• [Required work]
**1.** Copy the stretch of the excerpt on class D carbapenemases from "Class D carbapenemases" through "biggest challenges [145].".
**2.** Using the excerpt on class D carbapenemases, answer the following questions:
(a) From what do the oxacillinase (OXA) enzymes get their name?
(b) Which class D enzyme was initially identified?
(c) In which industry is Spirulina well known?
**3.** According to the excerpt on class D carbapenemases, why are several researchers testing natural products and synthetic compounds as non-antibiotic approaches? Respond in one to three sentences.

• [Excerpted text]
*** Block opens ***

Class D carbapenemases

These include the enzymes called oxacillinase (OXA), which get their name from their ability to hydrolyze oxacillin efficiently [145]. The class D enzyme that was initially identified was bla_OXA−2 β-lactamase [146]. The carbapenem-hydrolyzing bla_OXA−48 enzyme exhibits poor hydrolysis activity toward carbapenems and high hydrolysis activity toward penicillins [147]. This enzyme has gained attention recently since β-lactamase inhibitors do not affect it either [148]. Although they are commonly found in Acinetobacter species, comparatively less carbapenemase activity is exhibited by other OXA β-lactamases, including bla_OXA−23, bla_OXA−24/40, and bla_OXA−58 [149]. The absence of inhibitors for this class of enzymes is one of their biggest challenges [145].

There is an immediate global demand to discover new medications to overcome these MDR infections. However, the process of developing new drugs and testing their safety, stability, and efficacy in humans is very slow and may take years. As a result, several researchers are testing many natural products and synthetic compounds for their activity as non-antibiotic approaches. Among these approaches, natural sources like green algae are tested as antibacterials. Thanks to its high protein content, all essential amino acids, vital fatty acids, minerals, pigments, carotenoids, and vitamins, Spirulina is a blue-green algae that is well-known in the food supplement industry [150]. Spirulina has also revealed antioxidant activity, immune enhancing activity, and antibacterial, antiviral, and antifungal potential. Green ZnO-NPs have been assessed by many researchers for their activity against bacteria and in the wound healing process because, in contrast to chemical ZnO-NPs, it is non-toxic and has little toxicity.

*** Block closes ***

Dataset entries
*** Block opens ***

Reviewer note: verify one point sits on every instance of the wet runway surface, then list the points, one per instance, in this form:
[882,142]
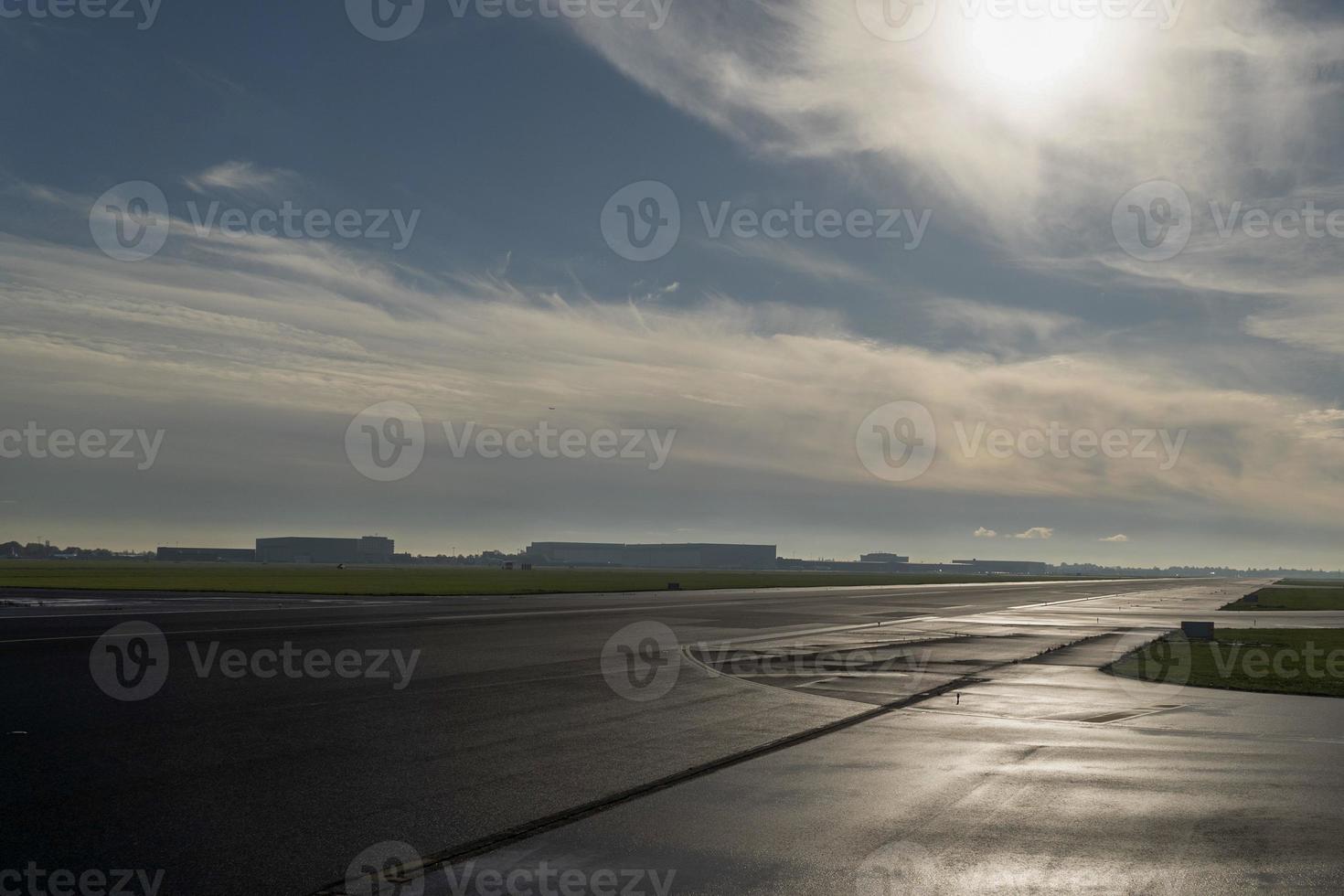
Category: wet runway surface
[1034,770]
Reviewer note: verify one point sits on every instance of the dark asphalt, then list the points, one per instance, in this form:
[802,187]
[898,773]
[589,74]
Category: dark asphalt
[274,784]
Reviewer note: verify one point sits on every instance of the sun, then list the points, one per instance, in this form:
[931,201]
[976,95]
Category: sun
[1034,57]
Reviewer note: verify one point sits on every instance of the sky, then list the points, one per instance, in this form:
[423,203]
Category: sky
[980,278]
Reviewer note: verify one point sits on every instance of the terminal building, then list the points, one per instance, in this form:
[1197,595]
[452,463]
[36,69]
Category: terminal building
[654,557]
[369,549]
[1004,567]
[208,555]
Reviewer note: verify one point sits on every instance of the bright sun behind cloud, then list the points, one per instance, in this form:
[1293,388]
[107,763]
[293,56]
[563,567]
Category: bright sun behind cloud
[1032,55]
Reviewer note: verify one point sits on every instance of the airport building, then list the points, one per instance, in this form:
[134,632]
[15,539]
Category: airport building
[1003,567]
[369,549]
[654,557]
[208,555]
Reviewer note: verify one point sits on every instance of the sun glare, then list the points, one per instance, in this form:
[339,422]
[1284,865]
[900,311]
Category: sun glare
[1032,55]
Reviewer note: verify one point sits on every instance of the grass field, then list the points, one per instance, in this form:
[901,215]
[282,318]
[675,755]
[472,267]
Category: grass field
[1306,598]
[1300,661]
[417,581]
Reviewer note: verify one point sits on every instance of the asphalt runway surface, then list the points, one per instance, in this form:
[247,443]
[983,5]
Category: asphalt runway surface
[841,741]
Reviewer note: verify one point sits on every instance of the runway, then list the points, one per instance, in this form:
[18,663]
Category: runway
[514,713]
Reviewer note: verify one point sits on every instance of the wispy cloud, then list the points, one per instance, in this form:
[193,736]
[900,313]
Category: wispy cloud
[240,177]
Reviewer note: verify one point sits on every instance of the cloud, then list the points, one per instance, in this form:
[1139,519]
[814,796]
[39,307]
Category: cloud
[317,331]
[240,177]
[1217,101]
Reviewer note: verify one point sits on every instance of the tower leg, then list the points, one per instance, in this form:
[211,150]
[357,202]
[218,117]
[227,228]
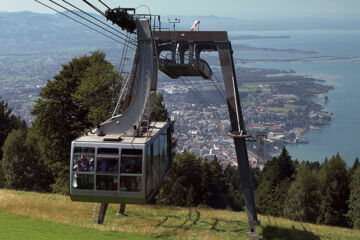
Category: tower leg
[237,125]
[102,213]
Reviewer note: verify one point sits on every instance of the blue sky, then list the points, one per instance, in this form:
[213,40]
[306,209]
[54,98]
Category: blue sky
[244,9]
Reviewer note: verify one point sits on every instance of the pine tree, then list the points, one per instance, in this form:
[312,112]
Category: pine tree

*** Block closes ***

• [Answers below]
**1.**
Class D carbapenemases

These include the enzymes called oxacillinase (OXA), which get their name from their ability to hydrolyze oxacillin efficiently [145]. The class D enzyme that was initially identified was bla_OXA−2 β-lactamase [146]. The carbapenem-hydrolyzing bla_OXA−48 enzyme exhibits poor hydrolysis activity toward carbapenems and high hydrolysis activity toward penicillins [147]. This enzyme has gained attention recently since β-lactamase inhibitors do not affect it either [148]. Although they are commonly found in Acinetobacter species, comparatively less carbapenemase activity is exhibited by other OXA β-lactamases, including bla_OXA−23, bla_OXA−24/40, and bla_OXA−58 [149]. The absence of inhibitors for this class of enzymes is one of their biggest challenges [145].

**2.**
(a) From their ability to hydrolyze oxacillin efficiently.
(b) The bla_OXA−2 β-lactamase.
(c) The food supplement industry.

**3.** There is an immediate global demand for new medications to overcome MDR infections. However, developing new drugs and testing their safety, stability, and efficacy in humans is very slow and may take years. Researchers are therefore testing natural products and synthetic compounds for their activity as non-antibiotic approaches.